[[ Given passage open ]]
Gibbs phenomenon

I realized recently that I’ve written about generalized Gibbs phenomenon, but I haven’t written about its original context of Fourier series. This post will rectify that.

The image below comes from a previous post illustrating Gibbs phenomenon for a Chebyshev approximation to a step function.

Gibbs phenomena for Chebyshev interpolation

Although Gibbs phenomena comes up in many different kinds of approximation, it was first observed in Fourier series, and not by Gibbs [1]. This post will concentrate on Fourier series, and will give an example to correct some wrong conclusions one might draw about Gibbs phenomenon from the most commonly given examples.

The uniform limit of continuous function is continuous, and so the Fourier series of a function cannot converge uniformly where the function is discontinuous. But what does the Fourier series do near a discontinuity?
[[ Given passage closed ]]
• **Tasks for this exercise**
#1 Which surnames of people appear in the Gibbs phenomenon post? List each one once.
#2 Continue the Gibbs phenomenon post from the point where it stops.
[[ Listed records open ]]
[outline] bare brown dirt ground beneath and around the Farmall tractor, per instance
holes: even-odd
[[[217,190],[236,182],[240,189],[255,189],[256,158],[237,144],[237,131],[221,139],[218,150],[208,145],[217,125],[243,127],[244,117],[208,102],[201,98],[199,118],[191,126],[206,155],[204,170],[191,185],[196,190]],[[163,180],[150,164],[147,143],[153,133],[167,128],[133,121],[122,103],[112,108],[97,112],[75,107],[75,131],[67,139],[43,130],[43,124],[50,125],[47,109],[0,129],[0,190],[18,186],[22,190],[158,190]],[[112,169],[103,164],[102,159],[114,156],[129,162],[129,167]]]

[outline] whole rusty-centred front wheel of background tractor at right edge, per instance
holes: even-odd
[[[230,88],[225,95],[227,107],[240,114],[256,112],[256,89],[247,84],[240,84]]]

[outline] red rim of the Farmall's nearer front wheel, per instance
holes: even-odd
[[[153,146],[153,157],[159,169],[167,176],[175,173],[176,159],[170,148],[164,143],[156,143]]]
[[ Listed records closed ]]
• **Per-task outputs**
#1 Gibbs, Chebyshev, Fourier

#2
It’s easier to say what the Fourier series does exactly at a discontinuity. If a function is piecewise continuous, then the Fourier series at a jump discontinuity converges to the average of the limits from the left and from the right at that point.

What the Fourier series does on either side of the discontinuity is more interesting. You can see high-frequency oscillations on either side. The series will overshoot on the high side of the jump and undershoot on the low side of the jump.

The amount of overshoot and undershoot is proportional to the size of the gap, about 9% of the gap. The exact proportion, in the limit, is given by the Wilbraham-Gibbs constant

\frac{1}{\pi} \int_0^\pi \frac{\sin t}{t} \, dt - \frac{1}{2} = 0.0894898\ldots

Gibbs phenomenon is usually demonstrated with examples that have a single discontinuity at the end of their period, such as a square wave or a saw tooth wave. But Gibbs phenomenon occurs at every discontinuity, wherever located, no matter how many there are.

The following example illustrates everything we’ve talked about above. We start with the function f plotted below on [-π, π] and imagine it extended periodically.

Notice three things about f:

  1. It is continuous at the point where it repeats since it equals 0 at −π and π.
  2. It has two discontinuities inside [−π, π].
  3. One of the discontinuities is larger than the other.

The following plot shows the sum of the first 100 terms in the Fourier series for f plotted over [−2π, 2π].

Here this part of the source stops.